▶ **TASK DETAILS**
Exact copies of all the records are to be printed.
-------- DATA
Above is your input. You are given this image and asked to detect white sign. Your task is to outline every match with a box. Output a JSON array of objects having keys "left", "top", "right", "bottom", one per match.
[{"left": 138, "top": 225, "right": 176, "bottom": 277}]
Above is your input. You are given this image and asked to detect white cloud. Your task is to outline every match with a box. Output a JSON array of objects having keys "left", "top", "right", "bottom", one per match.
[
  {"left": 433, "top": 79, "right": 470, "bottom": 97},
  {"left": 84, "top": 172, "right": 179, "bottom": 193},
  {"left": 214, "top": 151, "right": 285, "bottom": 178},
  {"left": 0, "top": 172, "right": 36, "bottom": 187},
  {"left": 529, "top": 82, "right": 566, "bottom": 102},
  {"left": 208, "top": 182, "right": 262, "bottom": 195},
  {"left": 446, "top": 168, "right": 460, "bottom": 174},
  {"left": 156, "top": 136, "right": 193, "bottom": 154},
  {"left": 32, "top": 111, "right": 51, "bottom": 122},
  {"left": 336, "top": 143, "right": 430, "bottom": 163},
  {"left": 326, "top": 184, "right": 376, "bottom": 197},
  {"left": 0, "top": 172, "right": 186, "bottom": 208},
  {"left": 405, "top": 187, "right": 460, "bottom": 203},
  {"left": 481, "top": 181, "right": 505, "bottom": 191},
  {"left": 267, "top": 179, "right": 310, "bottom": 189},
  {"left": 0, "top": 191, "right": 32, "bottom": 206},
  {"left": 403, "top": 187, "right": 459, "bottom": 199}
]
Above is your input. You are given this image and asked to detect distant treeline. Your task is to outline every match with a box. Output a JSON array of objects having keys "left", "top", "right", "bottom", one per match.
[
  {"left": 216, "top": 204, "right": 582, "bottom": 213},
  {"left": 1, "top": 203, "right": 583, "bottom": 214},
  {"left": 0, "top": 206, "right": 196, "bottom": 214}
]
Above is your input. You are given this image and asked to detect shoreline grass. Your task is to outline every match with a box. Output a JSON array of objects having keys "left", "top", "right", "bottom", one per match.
----------------
▶ **RESULT OF THE TASK**
Above is your input. You are given this image and asked to detect white sign. Your task is to outline every match with a box. Output a JSON array of objects having keys "left", "top", "right", "bottom", one per match.
[{"left": 138, "top": 225, "right": 176, "bottom": 277}]
Above is your input. You are given this image and asked to detect white cloud. Your task is to outline every match with a box. Output a JSON array of objects having keys "left", "top", "right", "bottom", one per match.
[
  {"left": 433, "top": 79, "right": 470, "bottom": 97},
  {"left": 84, "top": 172, "right": 179, "bottom": 193},
  {"left": 214, "top": 151, "right": 285, "bottom": 178},
  {"left": 0, "top": 172, "right": 36, "bottom": 187},
  {"left": 529, "top": 82, "right": 566, "bottom": 102},
  {"left": 208, "top": 182, "right": 262, "bottom": 195},
  {"left": 446, "top": 168, "right": 460, "bottom": 174},
  {"left": 156, "top": 136, "right": 193, "bottom": 154},
  {"left": 32, "top": 111, "right": 51, "bottom": 122},
  {"left": 336, "top": 143, "right": 430, "bottom": 163},
  {"left": 326, "top": 184, "right": 376, "bottom": 197},
  {"left": 0, "top": 172, "right": 186, "bottom": 208},
  {"left": 405, "top": 187, "right": 460, "bottom": 203},
  {"left": 481, "top": 181, "right": 505, "bottom": 191},
  {"left": 267, "top": 179, "right": 310, "bottom": 189},
  {"left": 0, "top": 191, "right": 32, "bottom": 206},
  {"left": 403, "top": 187, "right": 459, "bottom": 199}
]
Above is your input. You are given this image and asked to detect distant treeline. Your task is to outline every match with a box. Output a JSON array of objects having keys "left", "top", "right", "bottom", one per match.
[
  {"left": 216, "top": 204, "right": 582, "bottom": 213},
  {"left": 1, "top": 203, "right": 583, "bottom": 214},
  {"left": 0, "top": 206, "right": 196, "bottom": 214}
]
Above is your input. You are given this image and asked to detect shoreline grass. Your task is to outline every match with a box. Output a JSON array of objects having keys "left", "top", "right", "bottom", one per match.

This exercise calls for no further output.